Among the lines below, restate word for word only those from the line with "Target: ceiling air vent grille" through the line with "mark the kitchen island", with both end lines kept.

>>>

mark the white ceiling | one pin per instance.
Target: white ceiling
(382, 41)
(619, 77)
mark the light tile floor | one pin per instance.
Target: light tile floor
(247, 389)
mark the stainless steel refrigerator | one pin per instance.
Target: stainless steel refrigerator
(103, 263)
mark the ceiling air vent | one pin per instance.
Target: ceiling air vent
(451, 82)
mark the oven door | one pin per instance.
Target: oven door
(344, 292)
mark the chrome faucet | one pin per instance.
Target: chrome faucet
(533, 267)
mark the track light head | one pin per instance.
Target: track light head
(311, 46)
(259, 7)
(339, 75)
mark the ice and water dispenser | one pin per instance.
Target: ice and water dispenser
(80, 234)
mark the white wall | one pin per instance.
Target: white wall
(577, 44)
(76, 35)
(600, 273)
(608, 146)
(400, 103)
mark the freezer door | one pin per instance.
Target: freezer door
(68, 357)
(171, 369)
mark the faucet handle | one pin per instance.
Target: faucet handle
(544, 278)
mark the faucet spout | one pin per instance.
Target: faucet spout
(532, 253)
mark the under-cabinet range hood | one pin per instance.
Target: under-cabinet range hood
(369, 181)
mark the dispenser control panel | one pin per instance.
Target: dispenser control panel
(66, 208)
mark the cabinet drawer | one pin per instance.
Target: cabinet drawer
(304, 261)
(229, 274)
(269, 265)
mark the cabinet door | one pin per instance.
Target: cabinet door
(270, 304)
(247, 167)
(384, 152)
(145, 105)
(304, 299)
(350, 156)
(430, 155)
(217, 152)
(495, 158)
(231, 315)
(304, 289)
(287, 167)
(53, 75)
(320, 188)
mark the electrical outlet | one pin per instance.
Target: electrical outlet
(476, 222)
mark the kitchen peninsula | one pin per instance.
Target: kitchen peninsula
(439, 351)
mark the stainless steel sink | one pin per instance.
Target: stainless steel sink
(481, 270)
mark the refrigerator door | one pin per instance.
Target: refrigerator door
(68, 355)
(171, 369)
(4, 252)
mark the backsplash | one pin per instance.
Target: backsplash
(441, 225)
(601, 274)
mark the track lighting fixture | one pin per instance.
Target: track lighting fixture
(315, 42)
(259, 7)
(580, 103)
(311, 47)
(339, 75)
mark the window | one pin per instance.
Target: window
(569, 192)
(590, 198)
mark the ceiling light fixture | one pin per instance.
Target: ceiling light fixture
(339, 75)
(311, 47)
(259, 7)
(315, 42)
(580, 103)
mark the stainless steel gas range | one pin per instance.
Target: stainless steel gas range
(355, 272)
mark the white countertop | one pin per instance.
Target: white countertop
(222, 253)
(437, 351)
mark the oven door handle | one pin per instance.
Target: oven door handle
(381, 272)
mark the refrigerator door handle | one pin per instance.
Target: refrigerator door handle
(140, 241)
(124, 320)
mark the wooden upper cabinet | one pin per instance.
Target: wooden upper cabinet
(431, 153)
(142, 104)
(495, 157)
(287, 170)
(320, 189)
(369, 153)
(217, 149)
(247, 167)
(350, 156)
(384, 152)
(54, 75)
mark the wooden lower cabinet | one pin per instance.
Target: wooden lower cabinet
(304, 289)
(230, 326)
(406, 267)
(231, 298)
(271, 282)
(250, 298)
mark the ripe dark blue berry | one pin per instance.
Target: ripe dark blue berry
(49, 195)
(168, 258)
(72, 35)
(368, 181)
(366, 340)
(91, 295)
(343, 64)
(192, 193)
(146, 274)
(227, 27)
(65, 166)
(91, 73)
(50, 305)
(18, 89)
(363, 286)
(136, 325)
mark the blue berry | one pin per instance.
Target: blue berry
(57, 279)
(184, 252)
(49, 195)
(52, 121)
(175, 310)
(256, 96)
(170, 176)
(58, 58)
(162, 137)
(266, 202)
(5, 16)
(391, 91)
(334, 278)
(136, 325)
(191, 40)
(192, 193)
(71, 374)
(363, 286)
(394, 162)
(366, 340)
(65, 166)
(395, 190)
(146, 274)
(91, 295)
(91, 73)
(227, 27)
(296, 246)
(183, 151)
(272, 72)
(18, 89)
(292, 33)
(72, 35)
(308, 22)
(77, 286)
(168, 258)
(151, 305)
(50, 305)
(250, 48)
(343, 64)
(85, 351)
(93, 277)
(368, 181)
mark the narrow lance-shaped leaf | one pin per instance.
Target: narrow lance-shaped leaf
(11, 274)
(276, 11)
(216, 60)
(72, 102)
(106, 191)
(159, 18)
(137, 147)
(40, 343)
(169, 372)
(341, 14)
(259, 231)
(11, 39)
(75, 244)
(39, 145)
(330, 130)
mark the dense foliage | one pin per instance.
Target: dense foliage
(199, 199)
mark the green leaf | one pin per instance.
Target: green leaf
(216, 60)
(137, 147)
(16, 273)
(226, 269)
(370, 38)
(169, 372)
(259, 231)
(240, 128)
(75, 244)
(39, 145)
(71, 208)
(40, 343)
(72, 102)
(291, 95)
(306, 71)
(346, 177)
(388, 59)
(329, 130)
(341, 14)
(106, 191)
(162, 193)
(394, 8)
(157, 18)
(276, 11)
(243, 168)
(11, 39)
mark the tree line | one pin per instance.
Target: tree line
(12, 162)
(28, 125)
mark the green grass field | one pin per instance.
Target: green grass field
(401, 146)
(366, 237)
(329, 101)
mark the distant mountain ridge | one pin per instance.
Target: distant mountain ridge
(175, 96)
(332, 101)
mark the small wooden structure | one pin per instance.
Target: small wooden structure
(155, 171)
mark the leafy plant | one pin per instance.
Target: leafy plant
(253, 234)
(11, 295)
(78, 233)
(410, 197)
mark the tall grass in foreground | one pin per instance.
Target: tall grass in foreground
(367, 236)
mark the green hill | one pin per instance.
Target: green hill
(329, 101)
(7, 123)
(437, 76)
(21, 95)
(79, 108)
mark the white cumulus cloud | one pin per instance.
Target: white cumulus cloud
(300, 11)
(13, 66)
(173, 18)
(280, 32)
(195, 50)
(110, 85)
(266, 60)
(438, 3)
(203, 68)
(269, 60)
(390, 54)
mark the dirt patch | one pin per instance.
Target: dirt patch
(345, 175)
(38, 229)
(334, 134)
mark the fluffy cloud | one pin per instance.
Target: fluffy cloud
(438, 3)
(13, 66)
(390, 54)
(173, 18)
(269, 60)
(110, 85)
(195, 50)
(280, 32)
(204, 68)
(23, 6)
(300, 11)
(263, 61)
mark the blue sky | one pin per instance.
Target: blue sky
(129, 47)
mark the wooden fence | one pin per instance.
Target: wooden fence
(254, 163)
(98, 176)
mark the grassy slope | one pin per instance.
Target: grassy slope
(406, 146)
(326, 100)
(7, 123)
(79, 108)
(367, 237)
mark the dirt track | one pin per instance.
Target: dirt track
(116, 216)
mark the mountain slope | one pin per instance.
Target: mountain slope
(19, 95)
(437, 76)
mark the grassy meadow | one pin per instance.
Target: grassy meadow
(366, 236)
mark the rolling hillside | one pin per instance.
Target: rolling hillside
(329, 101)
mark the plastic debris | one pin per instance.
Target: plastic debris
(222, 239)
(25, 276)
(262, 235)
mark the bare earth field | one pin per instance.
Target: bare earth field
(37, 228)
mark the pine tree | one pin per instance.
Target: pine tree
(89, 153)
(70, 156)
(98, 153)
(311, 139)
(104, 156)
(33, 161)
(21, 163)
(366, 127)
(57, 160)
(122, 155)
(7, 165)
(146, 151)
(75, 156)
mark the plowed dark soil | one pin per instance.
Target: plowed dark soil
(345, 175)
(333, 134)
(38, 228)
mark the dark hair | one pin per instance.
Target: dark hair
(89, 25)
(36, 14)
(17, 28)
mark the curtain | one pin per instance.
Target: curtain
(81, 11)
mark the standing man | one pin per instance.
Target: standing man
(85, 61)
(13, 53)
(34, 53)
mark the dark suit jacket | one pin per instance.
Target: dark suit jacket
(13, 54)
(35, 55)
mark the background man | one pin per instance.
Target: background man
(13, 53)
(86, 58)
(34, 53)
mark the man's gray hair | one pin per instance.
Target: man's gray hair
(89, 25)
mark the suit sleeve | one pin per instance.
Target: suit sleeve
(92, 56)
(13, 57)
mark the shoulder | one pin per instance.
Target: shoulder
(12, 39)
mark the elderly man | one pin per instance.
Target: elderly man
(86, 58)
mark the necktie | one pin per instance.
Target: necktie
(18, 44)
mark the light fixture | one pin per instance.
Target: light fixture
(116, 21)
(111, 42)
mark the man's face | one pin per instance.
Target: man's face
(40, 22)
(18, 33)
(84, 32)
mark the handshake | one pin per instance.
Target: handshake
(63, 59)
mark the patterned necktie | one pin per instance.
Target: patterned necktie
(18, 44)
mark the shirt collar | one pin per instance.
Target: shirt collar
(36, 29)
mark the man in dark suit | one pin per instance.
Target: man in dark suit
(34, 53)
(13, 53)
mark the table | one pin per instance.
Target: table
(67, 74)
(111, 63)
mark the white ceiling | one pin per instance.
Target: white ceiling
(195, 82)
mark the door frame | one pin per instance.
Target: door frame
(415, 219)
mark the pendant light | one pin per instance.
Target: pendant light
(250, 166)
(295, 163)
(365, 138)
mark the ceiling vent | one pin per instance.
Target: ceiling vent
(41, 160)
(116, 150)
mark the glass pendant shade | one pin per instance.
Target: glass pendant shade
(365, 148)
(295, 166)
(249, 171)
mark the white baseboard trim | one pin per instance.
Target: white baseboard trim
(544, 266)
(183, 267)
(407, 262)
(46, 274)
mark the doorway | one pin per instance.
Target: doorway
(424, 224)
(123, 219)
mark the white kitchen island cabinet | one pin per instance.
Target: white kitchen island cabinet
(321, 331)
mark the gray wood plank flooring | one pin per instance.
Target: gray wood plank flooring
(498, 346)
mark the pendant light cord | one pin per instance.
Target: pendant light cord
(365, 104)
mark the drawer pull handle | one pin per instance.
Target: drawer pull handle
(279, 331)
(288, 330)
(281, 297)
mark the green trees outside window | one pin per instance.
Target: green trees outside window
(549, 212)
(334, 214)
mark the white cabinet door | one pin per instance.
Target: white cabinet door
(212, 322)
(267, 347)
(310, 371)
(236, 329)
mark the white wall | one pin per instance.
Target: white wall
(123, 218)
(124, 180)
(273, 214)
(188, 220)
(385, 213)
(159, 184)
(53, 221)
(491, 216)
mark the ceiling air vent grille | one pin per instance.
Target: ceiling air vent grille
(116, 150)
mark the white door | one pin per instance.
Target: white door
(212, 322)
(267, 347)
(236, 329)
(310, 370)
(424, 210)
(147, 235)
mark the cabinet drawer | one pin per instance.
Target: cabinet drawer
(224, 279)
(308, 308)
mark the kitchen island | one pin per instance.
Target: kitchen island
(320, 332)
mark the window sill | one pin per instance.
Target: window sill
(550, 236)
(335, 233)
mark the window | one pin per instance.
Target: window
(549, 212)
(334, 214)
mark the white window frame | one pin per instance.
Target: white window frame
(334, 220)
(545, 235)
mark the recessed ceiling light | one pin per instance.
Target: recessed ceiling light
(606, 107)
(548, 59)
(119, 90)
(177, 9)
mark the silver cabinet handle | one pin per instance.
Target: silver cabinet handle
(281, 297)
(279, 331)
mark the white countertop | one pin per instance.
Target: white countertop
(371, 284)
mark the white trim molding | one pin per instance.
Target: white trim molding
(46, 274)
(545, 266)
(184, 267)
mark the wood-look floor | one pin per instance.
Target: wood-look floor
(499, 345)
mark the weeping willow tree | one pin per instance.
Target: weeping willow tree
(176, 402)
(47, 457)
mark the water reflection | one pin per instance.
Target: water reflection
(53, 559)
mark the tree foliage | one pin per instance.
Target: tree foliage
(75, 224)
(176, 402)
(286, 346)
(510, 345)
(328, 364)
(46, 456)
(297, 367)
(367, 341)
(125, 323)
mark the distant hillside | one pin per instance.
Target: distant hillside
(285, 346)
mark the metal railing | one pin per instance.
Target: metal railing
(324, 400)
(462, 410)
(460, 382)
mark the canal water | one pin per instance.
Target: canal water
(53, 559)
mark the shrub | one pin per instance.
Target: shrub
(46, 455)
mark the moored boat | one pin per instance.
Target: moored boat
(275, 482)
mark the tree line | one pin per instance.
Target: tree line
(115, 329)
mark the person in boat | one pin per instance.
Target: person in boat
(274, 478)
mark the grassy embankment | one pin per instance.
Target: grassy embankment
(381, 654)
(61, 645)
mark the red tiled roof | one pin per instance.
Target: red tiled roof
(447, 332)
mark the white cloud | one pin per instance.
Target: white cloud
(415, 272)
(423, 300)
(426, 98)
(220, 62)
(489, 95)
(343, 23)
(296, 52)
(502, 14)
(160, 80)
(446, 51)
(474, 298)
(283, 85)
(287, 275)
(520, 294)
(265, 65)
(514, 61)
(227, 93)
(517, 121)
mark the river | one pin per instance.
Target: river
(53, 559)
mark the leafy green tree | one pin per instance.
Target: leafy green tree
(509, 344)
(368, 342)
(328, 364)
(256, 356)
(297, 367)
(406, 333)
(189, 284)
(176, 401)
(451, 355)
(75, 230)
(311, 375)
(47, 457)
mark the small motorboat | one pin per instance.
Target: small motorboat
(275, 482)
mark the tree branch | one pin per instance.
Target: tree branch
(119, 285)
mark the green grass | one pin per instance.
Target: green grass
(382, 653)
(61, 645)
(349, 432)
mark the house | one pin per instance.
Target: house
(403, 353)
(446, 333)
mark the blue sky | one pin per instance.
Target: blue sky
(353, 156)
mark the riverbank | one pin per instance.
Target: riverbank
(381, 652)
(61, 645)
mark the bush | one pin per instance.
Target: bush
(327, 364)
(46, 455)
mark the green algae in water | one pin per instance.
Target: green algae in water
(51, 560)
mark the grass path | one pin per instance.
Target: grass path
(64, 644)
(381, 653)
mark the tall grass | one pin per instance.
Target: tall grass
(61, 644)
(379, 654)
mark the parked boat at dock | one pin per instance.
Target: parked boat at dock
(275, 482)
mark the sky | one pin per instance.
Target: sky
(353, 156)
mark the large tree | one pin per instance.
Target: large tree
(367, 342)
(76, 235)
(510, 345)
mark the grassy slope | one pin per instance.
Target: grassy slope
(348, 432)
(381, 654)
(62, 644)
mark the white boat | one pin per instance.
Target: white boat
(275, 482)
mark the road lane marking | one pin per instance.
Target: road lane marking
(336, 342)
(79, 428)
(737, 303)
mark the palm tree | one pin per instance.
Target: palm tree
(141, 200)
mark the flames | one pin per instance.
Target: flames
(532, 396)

<<<

→ Task result
Target: ceiling air vent grille
(116, 150)
mark the white door | one pin per instance.
Target: white door
(212, 322)
(267, 347)
(236, 329)
(310, 370)
(424, 210)
(147, 235)
mark the cabinet drawer | one pin per instance.
Target: cabinet drawer
(224, 279)
(308, 308)
mark the kitchen island | one pin per instance.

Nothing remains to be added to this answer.